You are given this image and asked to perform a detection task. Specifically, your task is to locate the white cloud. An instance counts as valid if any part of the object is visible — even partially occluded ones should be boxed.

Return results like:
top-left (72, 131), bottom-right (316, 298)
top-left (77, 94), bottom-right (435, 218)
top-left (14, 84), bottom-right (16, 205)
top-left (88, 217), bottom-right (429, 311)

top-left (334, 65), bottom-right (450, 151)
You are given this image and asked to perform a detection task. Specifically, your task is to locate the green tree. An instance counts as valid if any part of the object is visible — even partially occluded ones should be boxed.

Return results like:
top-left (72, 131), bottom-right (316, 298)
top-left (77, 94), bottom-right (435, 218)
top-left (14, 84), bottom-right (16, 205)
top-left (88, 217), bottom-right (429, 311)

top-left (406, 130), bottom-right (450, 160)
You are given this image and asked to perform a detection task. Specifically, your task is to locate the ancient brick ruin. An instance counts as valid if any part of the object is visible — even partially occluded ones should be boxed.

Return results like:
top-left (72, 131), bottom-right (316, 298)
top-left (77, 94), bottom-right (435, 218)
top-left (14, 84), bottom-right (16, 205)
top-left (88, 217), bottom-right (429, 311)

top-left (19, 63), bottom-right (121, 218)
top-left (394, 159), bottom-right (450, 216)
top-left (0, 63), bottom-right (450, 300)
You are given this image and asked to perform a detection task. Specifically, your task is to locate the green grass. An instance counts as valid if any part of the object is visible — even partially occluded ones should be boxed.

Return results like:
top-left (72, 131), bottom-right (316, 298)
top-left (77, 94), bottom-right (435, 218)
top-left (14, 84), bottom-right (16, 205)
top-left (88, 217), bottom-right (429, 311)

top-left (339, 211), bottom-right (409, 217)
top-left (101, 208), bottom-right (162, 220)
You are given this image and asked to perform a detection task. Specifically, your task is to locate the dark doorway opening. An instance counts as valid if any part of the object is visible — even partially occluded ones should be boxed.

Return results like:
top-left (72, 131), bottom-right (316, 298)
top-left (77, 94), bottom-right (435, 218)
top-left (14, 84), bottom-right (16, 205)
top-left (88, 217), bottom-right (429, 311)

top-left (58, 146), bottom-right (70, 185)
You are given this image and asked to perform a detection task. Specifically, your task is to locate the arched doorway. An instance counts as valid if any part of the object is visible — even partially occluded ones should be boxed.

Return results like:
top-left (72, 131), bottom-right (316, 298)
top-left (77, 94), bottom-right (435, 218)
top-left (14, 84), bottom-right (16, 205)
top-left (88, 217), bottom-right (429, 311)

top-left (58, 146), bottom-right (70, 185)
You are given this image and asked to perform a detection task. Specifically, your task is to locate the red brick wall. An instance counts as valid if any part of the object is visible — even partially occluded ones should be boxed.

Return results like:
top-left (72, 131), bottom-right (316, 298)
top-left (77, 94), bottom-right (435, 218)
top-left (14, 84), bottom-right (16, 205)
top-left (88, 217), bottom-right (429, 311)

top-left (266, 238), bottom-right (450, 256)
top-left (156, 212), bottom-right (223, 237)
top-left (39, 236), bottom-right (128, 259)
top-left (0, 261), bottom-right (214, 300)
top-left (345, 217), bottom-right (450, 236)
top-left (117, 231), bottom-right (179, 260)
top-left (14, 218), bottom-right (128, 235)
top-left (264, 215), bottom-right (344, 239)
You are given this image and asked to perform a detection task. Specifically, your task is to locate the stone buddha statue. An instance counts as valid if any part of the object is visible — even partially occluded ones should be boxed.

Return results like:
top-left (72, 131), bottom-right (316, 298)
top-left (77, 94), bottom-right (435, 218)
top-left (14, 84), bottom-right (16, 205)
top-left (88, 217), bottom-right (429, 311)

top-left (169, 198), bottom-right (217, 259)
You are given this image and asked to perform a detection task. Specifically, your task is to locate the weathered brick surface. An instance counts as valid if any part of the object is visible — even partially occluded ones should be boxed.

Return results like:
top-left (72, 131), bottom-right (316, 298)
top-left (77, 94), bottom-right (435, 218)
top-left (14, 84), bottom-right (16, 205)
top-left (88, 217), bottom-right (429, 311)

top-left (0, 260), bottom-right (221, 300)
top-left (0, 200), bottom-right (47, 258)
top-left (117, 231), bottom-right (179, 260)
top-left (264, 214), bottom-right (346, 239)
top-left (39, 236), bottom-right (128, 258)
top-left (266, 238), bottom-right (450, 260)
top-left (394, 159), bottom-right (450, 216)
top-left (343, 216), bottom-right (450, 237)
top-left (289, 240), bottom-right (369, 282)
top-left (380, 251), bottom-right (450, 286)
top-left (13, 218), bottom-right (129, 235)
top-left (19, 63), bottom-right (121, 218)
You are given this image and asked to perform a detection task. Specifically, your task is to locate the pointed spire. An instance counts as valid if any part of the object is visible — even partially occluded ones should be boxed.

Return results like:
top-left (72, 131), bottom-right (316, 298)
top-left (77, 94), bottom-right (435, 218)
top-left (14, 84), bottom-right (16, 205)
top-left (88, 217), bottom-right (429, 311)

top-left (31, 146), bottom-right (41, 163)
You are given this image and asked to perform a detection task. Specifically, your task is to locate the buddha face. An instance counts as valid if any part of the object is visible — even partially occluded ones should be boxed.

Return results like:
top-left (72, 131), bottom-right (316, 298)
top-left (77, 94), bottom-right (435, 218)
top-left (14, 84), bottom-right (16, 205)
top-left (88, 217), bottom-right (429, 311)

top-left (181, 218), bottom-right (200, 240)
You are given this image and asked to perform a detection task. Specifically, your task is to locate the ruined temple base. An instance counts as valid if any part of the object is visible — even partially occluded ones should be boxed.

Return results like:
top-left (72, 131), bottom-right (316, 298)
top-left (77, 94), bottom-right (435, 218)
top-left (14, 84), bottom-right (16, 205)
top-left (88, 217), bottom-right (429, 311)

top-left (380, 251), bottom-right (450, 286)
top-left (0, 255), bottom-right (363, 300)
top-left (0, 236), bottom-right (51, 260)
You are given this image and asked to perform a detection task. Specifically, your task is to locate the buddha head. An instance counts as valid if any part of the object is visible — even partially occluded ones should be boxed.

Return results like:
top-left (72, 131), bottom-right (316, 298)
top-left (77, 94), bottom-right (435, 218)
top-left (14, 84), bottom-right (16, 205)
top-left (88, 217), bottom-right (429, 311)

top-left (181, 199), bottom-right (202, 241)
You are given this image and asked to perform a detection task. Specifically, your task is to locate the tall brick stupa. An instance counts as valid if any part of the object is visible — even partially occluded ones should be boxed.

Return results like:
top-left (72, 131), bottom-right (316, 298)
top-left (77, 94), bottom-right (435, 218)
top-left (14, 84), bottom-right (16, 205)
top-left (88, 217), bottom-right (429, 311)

+++++

What the task asks: Return the entries in full, keeping every line exactly as it is.

Correct response:
You are given this image and asked to perform a detection task. Specifically, your task is to locate the white cloud. An instance counts as valid if any part of the object is visible — even partially occluded ones should be boxed.

Return results like:
top-left (72, 131), bottom-right (316, 298)
top-left (77, 94), bottom-right (435, 218)
top-left (14, 84), bottom-right (16, 205)
top-left (88, 217), bottom-right (429, 311)

top-left (334, 65), bottom-right (450, 151)
You are given this image and asked to perform a detection task. Specifically, your task is to locate the green tree. An instance counts as valid if any part of the object is visible — even partially occluded ones should be boxed.

Return results like:
top-left (72, 131), bottom-right (316, 298)
top-left (77, 94), bottom-right (435, 218)
top-left (14, 84), bottom-right (16, 205)
top-left (88, 217), bottom-right (429, 311)

top-left (406, 130), bottom-right (450, 160)
You are given this image and asked to perform a detection task. Specifically, your task is to locate the ancient brick ruin. An instance counts as valid if any part of the object is visible — even partially occluded ones should be boxed.

Return results like:
top-left (72, 131), bottom-right (316, 298)
top-left (77, 94), bottom-right (435, 218)
top-left (14, 84), bottom-right (16, 205)
top-left (88, 217), bottom-right (429, 311)

top-left (19, 63), bottom-right (121, 218)
top-left (394, 159), bottom-right (450, 216)
top-left (0, 63), bottom-right (450, 300)
You are given this image and asked to perform a detection task. Specifically, your task is to locate the green grass. An instance counts as valid if any part of the object is visible — even partially occluded ones should be boxed.

Return results like:
top-left (72, 131), bottom-right (316, 298)
top-left (77, 94), bottom-right (435, 218)
top-left (14, 84), bottom-right (16, 205)
top-left (88, 217), bottom-right (429, 311)

top-left (339, 211), bottom-right (409, 217)
top-left (101, 208), bottom-right (162, 220)
You are given this image and asked to perform a detection task. Specifically, your task is to locate the dark doorway opening. An instance counts as valid if any part of the object is visible — even partially occluded ones should be boxed.

Return results like:
top-left (72, 131), bottom-right (316, 298)
top-left (77, 94), bottom-right (435, 218)
top-left (14, 84), bottom-right (16, 205)
top-left (88, 217), bottom-right (429, 311)

top-left (58, 146), bottom-right (70, 185)
You are given this image and asked to perform a detection task. Specifically, your task is to locate the arched doorway. An instance counts as valid if any part of the object is visible — even partially occluded ones should be boxed.

Return results like:
top-left (72, 131), bottom-right (316, 298)
top-left (77, 94), bottom-right (435, 218)
top-left (14, 84), bottom-right (16, 205)
top-left (88, 217), bottom-right (429, 311)

top-left (58, 146), bottom-right (70, 185)
You are given this image and asked to perform a detection task. Specifically, your task is to locate the red brick wall. An instance counts as valid if any part of the object is visible — even partially occluded ones should be boxed.

Return results like:
top-left (72, 131), bottom-right (316, 298)
top-left (77, 94), bottom-right (435, 218)
top-left (14, 84), bottom-right (16, 205)
top-left (88, 217), bottom-right (429, 311)

top-left (266, 238), bottom-right (450, 256)
top-left (156, 212), bottom-right (223, 237)
top-left (39, 236), bottom-right (128, 259)
top-left (0, 261), bottom-right (214, 300)
top-left (345, 217), bottom-right (450, 236)
top-left (117, 231), bottom-right (179, 260)
top-left (14, 218), bottom-right (128, 235)
top-left (264, 215), bottom-right (344, 239)
You are given this image and asked to perform a detection task. Specifically, your task is to locate the stone buddha statue. An instance counts as valid if any part of the object is visible — even partially occluded ones should be boxed.

Return results like:
top-left (72, 131), bottom-right (316, 298)
top-left (77, 94), bottom-right (435, 218)
top-left (14, 84), bottom-right (16, 205)
top-left (88, 217), bottom-right (429, 311)

top-left (169, 198), bottom-right (217, 259)
You are given this image and asked to perform a detection task. Specifically, your task is to locate the weathered brick surface. An instance counts as valid if any part of the object is visible — even partially occluded ones should be boxed.

Return results like:
top-left (72, 131), bottom-right (316, 298)
top-left (77, 94), bottom-right (435, 218)
top-left (14, 84), bottom-right (16, 205)
top-left (88, 217), bottom-right (429, 311)

top-left (0, 260), bottom-right (221, 300)
top-left (0, 200), bottom-right (47, 258)
top-left (117, 231), bottom-right (179, 260)
top-left (264, 214), bottom-right (346, 239)
top-left (39, 236), bottom-right (128, 258)
top-left (266, 238), bottom-right (450, 260)
top-left (394, 159), bottom-right (450, 216)
top-left (343, 216), bottom-right (450, 237)
top-left (289, 240), bottom-right (369, 282)
top-left (380, 251), bottom-right (450, 286)
top-left (13, 218), bottom-right (129, 235)
top-left (19, 63), bottom-right (121, 218)
You are given this image and asked to perform a detection task. Specifically, your task is to locate the pointed spire. An instance counts as valid if any part of the object is visible — even partially occluded ones should be boxed.

Return results like:
top-left (72, 131), bottom-right (316, 298)
top-left (77, 94), bottom-right (435, 218)
top-left (14, 84), bottom-right (16, 205)
top-left (88, 217), bottom-right (429, 311)

top-left (31, 146), bottom-right (41, 163)
You are given this image and asked to perform a detection task. Specifically, your task is to locate the buddha face. An instance counts as valid if any part of the object is visible — even partially occluded ones should be boxed.

Return results like:
top-left (72, 131), bottom-right (316, 298)
top-left (77, 94), bottom-right (435, 218)
top-left (14, 84), bottom-right (16, 205)
top-left (88, 217), bottom-right (429, 311)

top-left (181, 218), bottom-right (200, 240)
You are given this image and asked to perform a detection task. Specifically, your task is to locate the ruined temple base. An instance counts as valid if any part of the object is visible — even partially occluded ones should be boxed.

Return results like:
top-left (72, 131), bottom-right (316, 298)
top-left (77, 94), bottom-right (435, 218)
top-left (14, 84), bottom-right (16, 205)
top-left (88, 217), bottom-right (429, 311)

top-left (380, 251), bottom-right (450, 286)
top-left (0, 255), bottom-right (363, 300)
top-left (0, 236), bottom-right (51, 260)
You are given this image and asked to perform a detection task. Specifically, your task is to locate the buddha head. An instance counts as valid if any part of the object is visible — even partially occluded ones should be boxed.

Return results like:
top-left (72, 131), bottom-right (316, 298)
top-left (77, 94), bottom-right (435, 218)
top-left (14, 84), bottom-right (16, 205)
top-left (88, 217), bottom-right (429, 311)

top-left (181, 199), bottom-right (202, 241)
You are given this image and asked to perform a detection task. Specifically, your task is to locate the tall brick stupa. An instance counts as valid if any part of the object is visible — even partially occluded ones should be boxed.

Return results like:
top-left (72, 131), bottom-right (316, 298)
top-left (77, 94), bottom-right (435, 218)
top-left (14, 84), bottom-right (16, 205)
top-left (88, 217), bottom-right (429, 311)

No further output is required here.